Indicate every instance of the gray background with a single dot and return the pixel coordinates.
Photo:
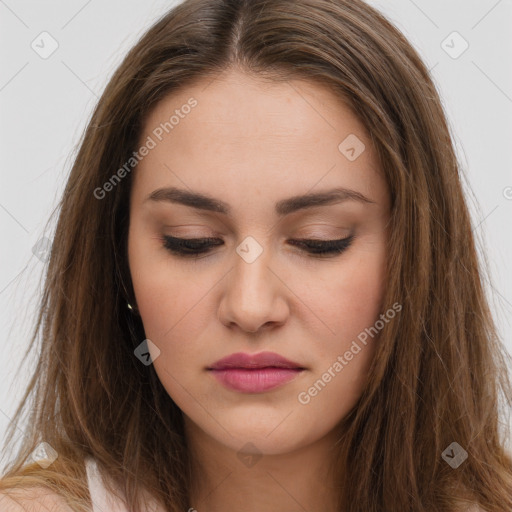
(45, 104)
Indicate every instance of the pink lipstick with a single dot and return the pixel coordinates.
(255, 373)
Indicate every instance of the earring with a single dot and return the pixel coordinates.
(131, 308)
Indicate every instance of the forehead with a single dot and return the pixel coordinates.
(245, 134)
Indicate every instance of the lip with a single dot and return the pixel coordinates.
(254, 361)
(255, 373)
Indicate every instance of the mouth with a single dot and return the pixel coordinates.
(255, 379)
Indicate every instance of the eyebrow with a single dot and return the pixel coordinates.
(282, 207)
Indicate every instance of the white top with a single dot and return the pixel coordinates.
(103, 500)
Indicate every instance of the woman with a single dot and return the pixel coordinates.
(263, 291)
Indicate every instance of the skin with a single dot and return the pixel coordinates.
(251, 144)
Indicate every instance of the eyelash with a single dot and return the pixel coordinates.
(194, 247)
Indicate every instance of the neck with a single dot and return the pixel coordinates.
(250, 481)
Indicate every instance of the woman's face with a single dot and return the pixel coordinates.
(243, 158)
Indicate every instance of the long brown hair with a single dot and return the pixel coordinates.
(439, 374)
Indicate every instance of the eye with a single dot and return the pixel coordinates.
(190, 247)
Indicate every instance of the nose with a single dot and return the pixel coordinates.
(254, 297)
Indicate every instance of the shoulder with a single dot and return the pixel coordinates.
(32, 500)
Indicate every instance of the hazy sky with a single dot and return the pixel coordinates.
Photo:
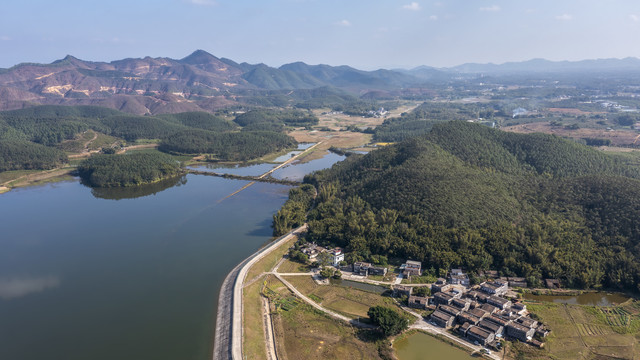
(366, 34)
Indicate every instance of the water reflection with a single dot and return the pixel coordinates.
(132, 192)
(297, 170)
(236, 169)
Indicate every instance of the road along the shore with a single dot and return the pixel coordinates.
(228, 337)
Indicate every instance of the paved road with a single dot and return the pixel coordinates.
(228, 339)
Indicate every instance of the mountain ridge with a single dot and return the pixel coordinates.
(201, 81)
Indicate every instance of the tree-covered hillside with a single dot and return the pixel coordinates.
(467, 195)
(127, 170)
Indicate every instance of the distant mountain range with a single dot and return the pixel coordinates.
(202, 81)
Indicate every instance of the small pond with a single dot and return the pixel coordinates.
(420, 346)
(588, 298)
(358, 285)
(237, 169)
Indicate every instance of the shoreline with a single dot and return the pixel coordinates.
(227, 342)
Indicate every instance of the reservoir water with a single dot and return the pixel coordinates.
(123, 274)
(420, 346)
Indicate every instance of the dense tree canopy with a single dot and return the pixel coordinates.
(242, 145)
(289, 117)
(19, 155)
(127, 170)
(390, 322)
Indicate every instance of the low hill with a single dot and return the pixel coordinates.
(197, 82)
(467, 195)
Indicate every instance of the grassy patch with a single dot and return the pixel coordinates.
(425, 279)
(309, 334)
(289, 266)
(585, 332)
(268, 262)
(7, 176)
(254, 338)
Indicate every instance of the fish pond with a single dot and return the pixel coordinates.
(420, 346)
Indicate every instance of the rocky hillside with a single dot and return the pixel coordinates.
(197, 82)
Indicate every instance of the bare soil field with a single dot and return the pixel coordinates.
(617, 137)
(586, 332)
(304, 333)
(349, 302)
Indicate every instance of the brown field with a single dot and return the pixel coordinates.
(617, 137)
(572, 111)
(289, 266)
(342, 139)
(36, 177)
(304, 333)
(585, 332)
(254, 340)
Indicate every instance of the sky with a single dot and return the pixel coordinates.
(366, 34)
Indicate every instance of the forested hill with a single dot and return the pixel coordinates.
(34, 138)
(467, 195)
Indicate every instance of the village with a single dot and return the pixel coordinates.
(482, 314)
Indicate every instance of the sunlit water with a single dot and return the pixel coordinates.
(420, 346)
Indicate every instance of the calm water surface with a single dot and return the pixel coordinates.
(125, 274)
(420, 346)
(296, 170)
(588, 298)
(239, 169)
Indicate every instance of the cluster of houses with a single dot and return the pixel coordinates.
(313, 250)
(482, 314)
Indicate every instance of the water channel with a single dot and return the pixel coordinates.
(420, 346)
(125, 273)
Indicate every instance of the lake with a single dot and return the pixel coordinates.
(124, 273)
(420, 346)
(587, 298)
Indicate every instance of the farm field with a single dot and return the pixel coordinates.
(618, 137)
(586, 332)
(349, 302)
(305, 333)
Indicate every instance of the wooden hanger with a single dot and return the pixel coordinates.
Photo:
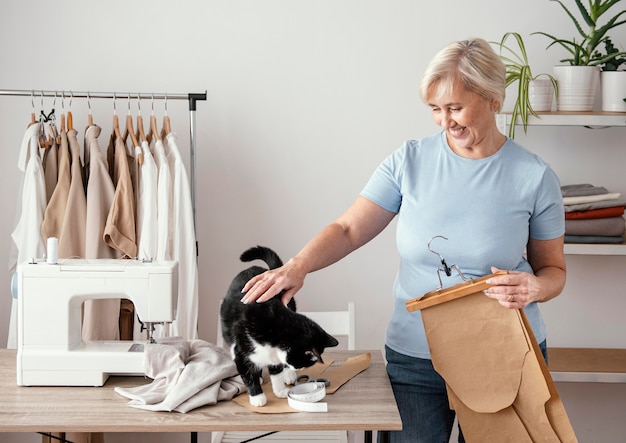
(459, 290)
(70, 119)
(166, 128)
(89, 116)
(131, 132)
(116, 120)
(153, 130)
(141, 135)
(44, 140)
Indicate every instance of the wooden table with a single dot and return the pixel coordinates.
(364, 403)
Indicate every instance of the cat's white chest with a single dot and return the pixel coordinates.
(265, 355)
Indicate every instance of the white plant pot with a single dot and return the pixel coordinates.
(613, 91)
(541, 94)
(578, 87)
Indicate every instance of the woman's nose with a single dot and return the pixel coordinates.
(446, 121)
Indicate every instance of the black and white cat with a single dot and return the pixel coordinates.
(268, 334)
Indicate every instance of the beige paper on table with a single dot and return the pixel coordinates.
(496, 377)
(338, 376)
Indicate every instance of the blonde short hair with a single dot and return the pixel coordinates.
(472, 62)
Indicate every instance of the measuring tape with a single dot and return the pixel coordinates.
(306, 397)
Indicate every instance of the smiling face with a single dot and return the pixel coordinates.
(468, 120)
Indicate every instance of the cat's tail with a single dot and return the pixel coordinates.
(262, 253)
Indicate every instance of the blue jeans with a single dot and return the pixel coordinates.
(422, 399)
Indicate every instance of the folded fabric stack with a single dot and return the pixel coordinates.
(593, 214)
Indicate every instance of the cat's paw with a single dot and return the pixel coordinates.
(289, 376)
(258, 400)
(281, 392)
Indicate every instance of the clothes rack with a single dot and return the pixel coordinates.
(191, 97)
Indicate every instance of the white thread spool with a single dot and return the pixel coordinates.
(52, 251)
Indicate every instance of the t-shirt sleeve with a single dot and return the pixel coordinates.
(548, 220)
(383, 187)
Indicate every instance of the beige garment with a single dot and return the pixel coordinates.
(50, 160)
(120, 230)
(73, 243)
(100, 317)
(497, 380)
(73, 232)
(55, 210)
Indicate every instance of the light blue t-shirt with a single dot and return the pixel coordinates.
(487, 208)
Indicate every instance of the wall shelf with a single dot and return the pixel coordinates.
(595, 249)
(586, 119)
(590, 365)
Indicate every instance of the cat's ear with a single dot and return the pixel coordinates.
(331, 341)
(314, 356)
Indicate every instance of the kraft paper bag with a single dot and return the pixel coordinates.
(496, 377)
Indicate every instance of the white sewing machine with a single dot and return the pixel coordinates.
(50, 296)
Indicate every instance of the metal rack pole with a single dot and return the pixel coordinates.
(191, 97)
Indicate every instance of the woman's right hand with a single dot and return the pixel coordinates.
(263, 287)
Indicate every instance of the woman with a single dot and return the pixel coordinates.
(498, 204)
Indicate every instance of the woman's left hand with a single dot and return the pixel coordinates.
(513, 290)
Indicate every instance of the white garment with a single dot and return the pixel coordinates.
(186, 375)
(183, 244)
(146, 203)
(27, 234)
(164, 203)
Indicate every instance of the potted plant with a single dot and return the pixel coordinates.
(534, 94)
(613, 80)
(578, 81)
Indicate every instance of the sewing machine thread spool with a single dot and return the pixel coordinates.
(52, 251)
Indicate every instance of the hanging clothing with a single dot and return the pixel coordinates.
(183, 244)
(120, 228)
(27, 236)
(147, 206)
(100, 317)
(164, 203)
(55, 210)
(50, 159)
(73, 232)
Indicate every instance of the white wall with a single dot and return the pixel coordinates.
(304, 99)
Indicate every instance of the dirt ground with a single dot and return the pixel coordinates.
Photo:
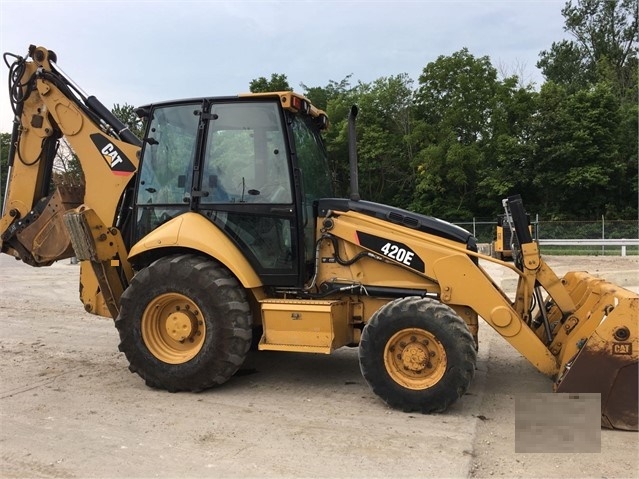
(70, 408)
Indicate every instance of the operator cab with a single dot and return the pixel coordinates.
(253, 165)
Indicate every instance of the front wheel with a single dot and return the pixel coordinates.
(184, 324)
(417, 355)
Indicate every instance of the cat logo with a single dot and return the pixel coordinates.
(622, 348)
(117, 161)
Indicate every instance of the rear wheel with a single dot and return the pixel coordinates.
(417, 355)
(184, 324)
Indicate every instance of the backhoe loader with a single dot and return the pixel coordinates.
(220, 222)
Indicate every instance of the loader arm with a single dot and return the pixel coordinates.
(49, 107)
(578, 330)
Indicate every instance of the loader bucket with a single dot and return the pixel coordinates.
(605, 331)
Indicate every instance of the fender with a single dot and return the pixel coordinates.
(193, 231)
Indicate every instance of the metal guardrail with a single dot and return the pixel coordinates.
(591, 242)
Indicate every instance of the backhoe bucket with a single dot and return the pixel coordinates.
(605, 332)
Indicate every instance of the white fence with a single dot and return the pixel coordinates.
(591, 242)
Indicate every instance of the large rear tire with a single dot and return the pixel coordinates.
(417, 355)
(184, 324)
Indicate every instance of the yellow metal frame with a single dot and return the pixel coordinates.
(193, 231)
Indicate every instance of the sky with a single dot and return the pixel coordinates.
(136, 52)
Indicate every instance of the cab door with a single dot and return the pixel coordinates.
(245, 186)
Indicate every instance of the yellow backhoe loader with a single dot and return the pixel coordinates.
(221, 221)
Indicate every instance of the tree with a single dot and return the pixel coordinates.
(320, 96)
(278, 82)
(385, 149)
(336, 98)
(456, 101)
(604, 46)
(577, 161)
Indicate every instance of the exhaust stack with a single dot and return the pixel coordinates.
(352, 153)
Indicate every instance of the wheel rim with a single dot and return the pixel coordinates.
(415, 359)
(173, 328)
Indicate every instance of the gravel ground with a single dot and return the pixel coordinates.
(70, 408)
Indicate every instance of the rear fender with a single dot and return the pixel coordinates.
(194, 232)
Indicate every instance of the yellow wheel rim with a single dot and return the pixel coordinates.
(173, 328)
(415, 359)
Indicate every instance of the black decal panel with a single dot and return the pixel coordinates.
(392, 249)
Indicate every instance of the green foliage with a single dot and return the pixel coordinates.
(278, 82)
(604, 49)
(465, 138)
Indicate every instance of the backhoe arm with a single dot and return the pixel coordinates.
(48, 107)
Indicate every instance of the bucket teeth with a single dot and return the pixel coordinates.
(606, 341)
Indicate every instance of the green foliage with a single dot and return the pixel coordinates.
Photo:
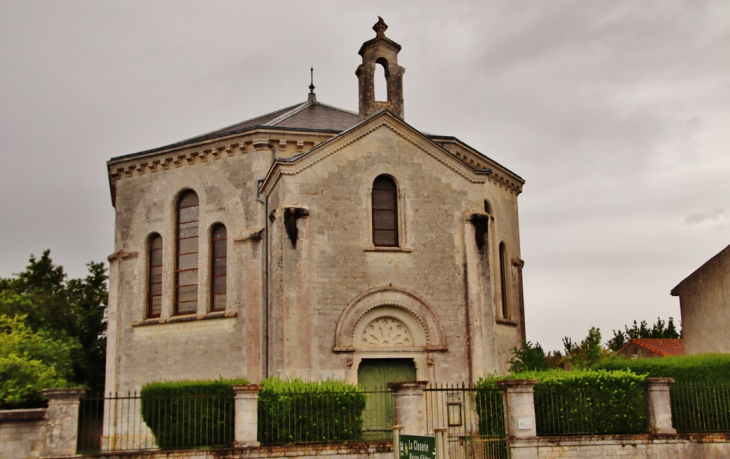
(700, 392)
(291, 411)
(584, 401)
(30, 362)
(185, 414)
(527, 357)
(701, 406)
(65, 310)
(683, 368)
(659, 330)
(587, 353)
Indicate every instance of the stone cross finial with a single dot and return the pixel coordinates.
(380, 27)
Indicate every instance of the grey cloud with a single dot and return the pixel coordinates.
(716, 215)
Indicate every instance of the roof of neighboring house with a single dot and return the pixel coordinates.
(661, 346)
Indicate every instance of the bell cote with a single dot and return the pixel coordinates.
(380, 51)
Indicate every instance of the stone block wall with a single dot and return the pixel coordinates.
(44, 432)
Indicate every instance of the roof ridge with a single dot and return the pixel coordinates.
(336, 108)
(230, 126)
(288, 114)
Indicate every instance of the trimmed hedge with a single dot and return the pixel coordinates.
(584, 401)
(292, 411)
(184, 414)
(683, 368)
(701, 391)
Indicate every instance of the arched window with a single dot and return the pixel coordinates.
(219, 264)
(154, 276)
(503, 279)
(186, 255)
(385, 212)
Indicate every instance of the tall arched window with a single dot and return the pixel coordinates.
(219, 264)
(154, 276)
(385, 212)
(186, 255)
(503, 279)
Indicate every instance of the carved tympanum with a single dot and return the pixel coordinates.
(386, 332)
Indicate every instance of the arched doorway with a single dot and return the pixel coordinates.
(373, 376)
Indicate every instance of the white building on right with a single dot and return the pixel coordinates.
(704, 298)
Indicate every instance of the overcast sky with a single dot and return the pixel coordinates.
(616, 113)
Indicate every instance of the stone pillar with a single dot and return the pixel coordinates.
(62, 421)
(520, 406)
(396, 441)
(520, 414)
(246, 419)
(409, 406)
(659, 405)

···

**How to complete this task:** From the listing above, the lines starting with the one that has "Indicate every instance of the farm" and running through the one that has "Indicate every instance of the wooden hanger" should be copied exactly, ends included.

**Response:**
Indicate every instance of the farm field with a single dot and return the pixel coordinates.
(618, 137)
(586, 332)
(349, 302)
(305, 333)
Indicate every instance of the wooden hanger with a single dot and return the pixel coordinates.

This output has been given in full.